### Written instruction
Extract every line of text from the records below without changing a word, and leave out the pictures.

>>>>>

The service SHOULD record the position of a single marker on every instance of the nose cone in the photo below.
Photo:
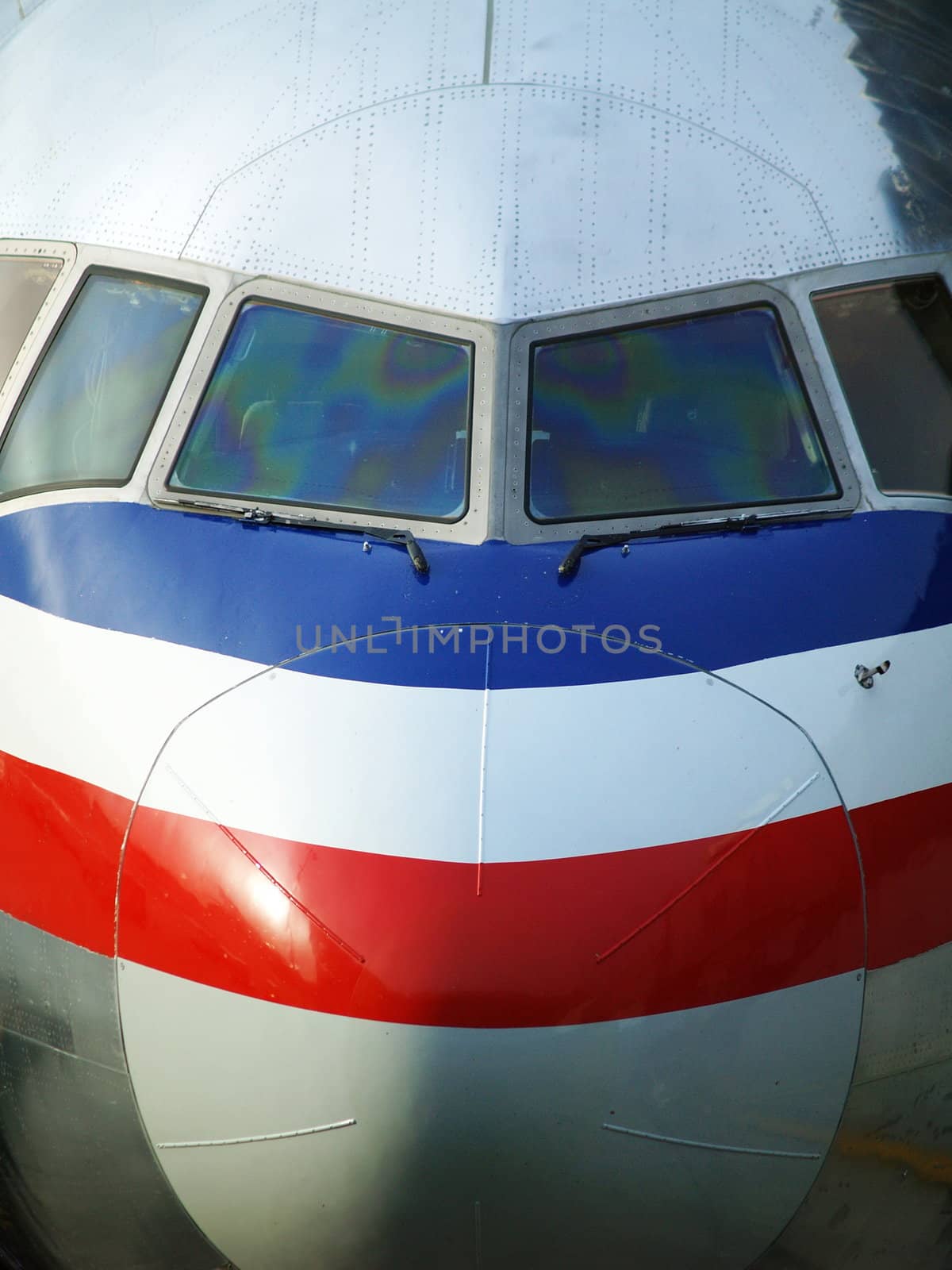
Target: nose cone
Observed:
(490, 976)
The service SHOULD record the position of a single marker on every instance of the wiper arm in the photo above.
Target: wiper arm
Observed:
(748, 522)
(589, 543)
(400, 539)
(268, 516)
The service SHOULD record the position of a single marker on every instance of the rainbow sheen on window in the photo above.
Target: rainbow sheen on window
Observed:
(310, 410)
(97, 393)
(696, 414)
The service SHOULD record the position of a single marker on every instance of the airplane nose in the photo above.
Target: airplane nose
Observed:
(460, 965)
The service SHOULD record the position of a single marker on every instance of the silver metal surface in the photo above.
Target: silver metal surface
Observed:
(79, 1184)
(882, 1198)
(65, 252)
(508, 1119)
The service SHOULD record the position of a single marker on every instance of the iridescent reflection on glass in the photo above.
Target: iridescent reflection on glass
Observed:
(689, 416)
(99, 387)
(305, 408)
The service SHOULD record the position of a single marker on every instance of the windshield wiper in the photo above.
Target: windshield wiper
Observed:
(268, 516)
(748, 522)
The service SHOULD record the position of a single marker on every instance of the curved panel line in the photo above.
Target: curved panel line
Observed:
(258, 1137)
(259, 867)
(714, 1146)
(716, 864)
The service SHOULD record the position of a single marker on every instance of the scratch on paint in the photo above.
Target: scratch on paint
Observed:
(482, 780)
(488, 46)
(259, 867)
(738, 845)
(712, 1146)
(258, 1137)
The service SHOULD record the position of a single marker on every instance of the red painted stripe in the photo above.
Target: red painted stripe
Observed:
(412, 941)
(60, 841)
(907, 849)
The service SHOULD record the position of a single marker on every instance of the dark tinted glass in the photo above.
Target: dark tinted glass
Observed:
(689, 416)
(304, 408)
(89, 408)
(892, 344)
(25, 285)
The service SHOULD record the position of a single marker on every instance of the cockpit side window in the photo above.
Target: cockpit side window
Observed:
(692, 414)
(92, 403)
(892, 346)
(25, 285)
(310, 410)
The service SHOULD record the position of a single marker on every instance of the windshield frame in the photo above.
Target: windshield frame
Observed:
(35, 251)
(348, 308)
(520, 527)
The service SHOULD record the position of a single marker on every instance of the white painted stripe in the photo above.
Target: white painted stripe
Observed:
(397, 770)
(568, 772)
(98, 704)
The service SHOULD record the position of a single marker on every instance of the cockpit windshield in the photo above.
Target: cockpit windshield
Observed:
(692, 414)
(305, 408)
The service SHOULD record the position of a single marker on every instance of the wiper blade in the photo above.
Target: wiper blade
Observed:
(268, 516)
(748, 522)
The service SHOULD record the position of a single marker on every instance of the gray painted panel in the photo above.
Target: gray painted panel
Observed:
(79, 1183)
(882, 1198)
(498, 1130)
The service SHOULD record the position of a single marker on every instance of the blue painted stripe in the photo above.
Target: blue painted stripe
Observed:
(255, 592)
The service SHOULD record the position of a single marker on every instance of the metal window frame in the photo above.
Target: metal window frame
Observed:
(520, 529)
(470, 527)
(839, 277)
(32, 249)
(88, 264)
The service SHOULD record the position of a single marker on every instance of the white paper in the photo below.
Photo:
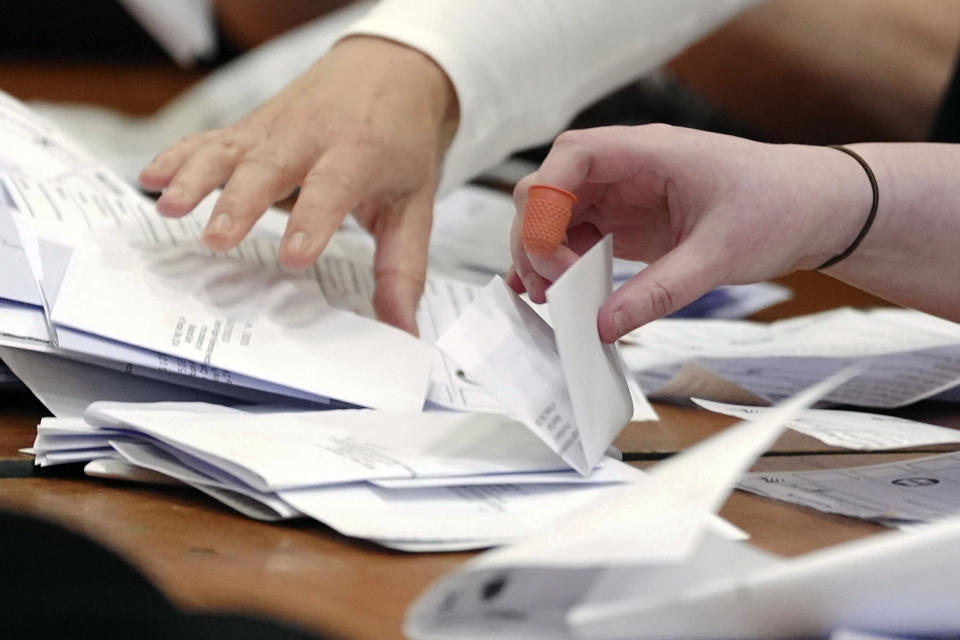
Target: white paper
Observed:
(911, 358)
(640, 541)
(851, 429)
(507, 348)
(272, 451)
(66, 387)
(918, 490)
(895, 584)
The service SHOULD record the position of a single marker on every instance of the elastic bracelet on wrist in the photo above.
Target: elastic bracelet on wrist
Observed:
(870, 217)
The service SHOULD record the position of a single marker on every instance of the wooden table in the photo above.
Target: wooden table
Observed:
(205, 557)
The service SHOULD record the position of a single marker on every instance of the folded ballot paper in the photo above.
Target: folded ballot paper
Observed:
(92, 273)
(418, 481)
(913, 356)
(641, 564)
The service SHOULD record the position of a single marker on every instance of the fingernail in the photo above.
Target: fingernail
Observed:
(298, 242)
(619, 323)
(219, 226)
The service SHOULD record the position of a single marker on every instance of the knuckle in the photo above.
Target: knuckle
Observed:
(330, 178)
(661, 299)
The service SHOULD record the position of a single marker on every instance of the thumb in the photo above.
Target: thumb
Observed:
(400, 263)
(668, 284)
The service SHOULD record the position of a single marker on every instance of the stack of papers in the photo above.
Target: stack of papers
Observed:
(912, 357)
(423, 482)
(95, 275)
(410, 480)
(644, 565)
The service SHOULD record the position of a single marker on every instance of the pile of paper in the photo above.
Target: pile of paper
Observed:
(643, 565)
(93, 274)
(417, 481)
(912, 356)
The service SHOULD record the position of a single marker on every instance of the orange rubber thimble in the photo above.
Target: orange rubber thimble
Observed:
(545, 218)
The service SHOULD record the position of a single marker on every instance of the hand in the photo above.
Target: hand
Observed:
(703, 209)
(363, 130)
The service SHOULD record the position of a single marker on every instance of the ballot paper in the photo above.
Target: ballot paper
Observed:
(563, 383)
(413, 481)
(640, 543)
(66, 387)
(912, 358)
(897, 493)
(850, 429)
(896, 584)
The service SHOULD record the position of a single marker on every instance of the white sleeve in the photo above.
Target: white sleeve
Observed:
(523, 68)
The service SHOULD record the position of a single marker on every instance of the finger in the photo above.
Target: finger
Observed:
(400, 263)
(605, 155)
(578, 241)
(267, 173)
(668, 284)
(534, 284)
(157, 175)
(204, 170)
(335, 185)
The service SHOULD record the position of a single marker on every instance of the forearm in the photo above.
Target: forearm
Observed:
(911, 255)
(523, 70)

<<<<<

### Solution to the exercise
The service SHOULD record the position of a single marker on every instance of the nose cone in the photo below.
Photo:
Target: nose cone
Observed:
(490, 976)
The service SHOULD record the position of a single marker on every instance of the wiper arm in the photo above.
Target: wiper arm
Observed:
(748, 522)
(589, 543)
(400, 539)
(268, 516)
The service SHOULD record the position of a single marker on every instance of the rainbow sheen on window in the photo above.
Target: rainbow sheen on window
Observed:
(310, 410)
(97, 393)
(696, 414)
The service SHOULD record the position of a single marker on every instance of the airplane nose in the photo above.
Target: airplane nose
Observed:
(460, 965)
The service SHOULD record the position of a single marker on every instance of the silver metal surface in the photo above.
Target: silver metal surface
Observed:
(79, 1184)
(882, 1198)
(65, 252)
(508, 1119)
The service SHOULD record the position of a single marker on every instance of the iridescent reflection on glass in the photo above.
Target: iridescent reflection on glass
Observed:
(689, 416)
(99, 387)
(305, 408)
The service SHOULD record the position of a single marker on every instance of the windshield wiper in the photo above.
Target: windshield wiper
Observed:
(268, 516)
(748, 522)
The service SHOULD record the position of a single marker on every instance of the curved panel line in the photo above.
Target: curved panel line
Observed:
(258, 1137)
(259, 867)
(714, 1146)
(716, 864)
The service SHOULD record the position of a single marker on every instance of the scratch on paint in the photo above.
Target: scratch on paint
Observed:
(482, 780)
(488, 46)
(259, 867)
(738, 845)
(712, 1146)
(258, 1137)
The service SHOULD record the position of a single marker on every instance of the red painted stripe in the photo above.
Target: red painted stripe
Observed:
(412, 941)
(60, 841)
(907, 849)
The service SHOULD record the position of a single marker on every instance of the dark tinted glass in the photo above.
Target: dark tinted glass
Observed:
(689, 416)
(304, 408)
(89, 408)
(892, 344)
(25, 285)
The service SHOULD record the position of a single marker on every instance of the cockpit side window in the photo above.
Target: cockpit side window
Observed:
(692, 414)
(92, 403)
(892, 346)
(25, 285)
(310, 410)
The service SHOULD record the position of a single marker on every instance of the windshield frame in the photo above.
Target: windshield frame
Observed:
(35, 251)
(348, 308)
(520, 527)
The service SHOULD record the position of a single marker on every instance of the white painted stripe in the photo above.
Target: white painted stripe
Observed:
(397, 770)
(568, 772)
(98, 704)
The service SHOULD record the position of a single marker on every instance of the cockpit windshield in the photo above.
Target: cockpit windshield
Observed:
(692, 414)
(305, 408)
The service SHOULD record the position of a single marker on every instance of the wiper blade in the photo above.
Target: wiper blade
Observed:
(268, 516)
(748, 522)
The service SHOULD record the position of a single marker on every instance of the gray painted panel in the photo above.
Target: gray painted panel
Observed:
(79, 1183)
(882, 1198)
(498, 1130)
The service SHOULD record the position of a single marker on every instance of the blue painted stripe in the photo above.
Target: blue painted stripe
Observed:
(255, 592)
The service SHOULD record the position of a single marker on every instance of the metal window frame in the photo above.
Target: metal window frame
Observed:
(520, 529)
(470, 527)
(839, 277)
(32, 249)
(88, 264)
The service SHOULD record the position of a single marker on every instance of the white paper in the photo below.
Photo:
Target: white paper
Observed:
(911, 358)
(640, 541)
(851, 429)
(507, 348)
(272, 451)
(66, 387)
(918, 490)
(895, 584)
The service SHOULD record the position of a single marker on every instance of the elastic bracelet on wrist in the photo above.
Target: elastic bracelet on wrist
Observed:
(870, 217)
The service SHOULD record the position of a single marker on every instance of the wooden table in the photo above.
Target: wooden table
Observed:
(205, 557)
The service SHOULD record the position of a single marker on every instance of the folded ballot paper in the photo above.
Target: folded ballot paper
Observed:
(92, 273)
(418, 481)
(913, 356)
(641, 564)
The service SHOULD record the position of a single marker on every instance of the fingernail in the photo above.
Target: fingernail
Observed:
(298, 242)
(619, 323)
(219, 226)
The service SHOULD record the position of a single marker on every instance of the knuckle in the photo above.
Target: knuckle
Observed:
(330, 178)
(661, 299)
The service SHOULD record the position of a single marker on every instance of the thumb in the photo above.
Target: thumb
Observed:
(400, 263)
(668, 284)
The service SHOULD record the position of a single marker on every instance of the stack of papers in the photo above.
Target: stack of papers
Observed:
(912, 357)
(423, 482)
(95, 275)
(410, 480)
(644, 565)
The service SHOULD record the position of a single marker on every instance of the pile of paper in the photo above.
Target: pile of paper
Observed:
(643, 565)
(93, 274)
(417, 481)
(912, 356)
The service SHOULD record the position of a single marker on every instance of the orange rubber thimble in the photo above.
Target: orange rubber thimble
Observed:
(545, 218)
The service SHOULD record the position of a single marker on every instance of the hand in the photo above.
Target: hand
Observed:
(703, 209)
(363, 130)
The service SHOULD record the position of a single marker on every instance of the ballot paper in the photo above.
Target: ballot paper
Observed:
(563, 383)
(413, 481)
(640, 543)
(66, 387)
(912, 358)
(897, 493)
(850, 429)
(896, 584)
The service SHOULD record the position of a single marker on every instance of the white sleeve in the photo above.
Target: white sleeve
Observed:
(523, 68)
The service SHOULD record the position of a single marker on every instance of the finger in the photo above.
Target: finger
Observed:
(400, 263)
(605, 155)
(578, 241)
(267, 173)
(668, 284)
(534, 284)
(157, 175)
(204, 170)
(335, 185)
The service SHOULD record the position of a single marker on every instance of the forearm in the photo above.
Target: forearm
Observed:
(911, 255)
(523, 70)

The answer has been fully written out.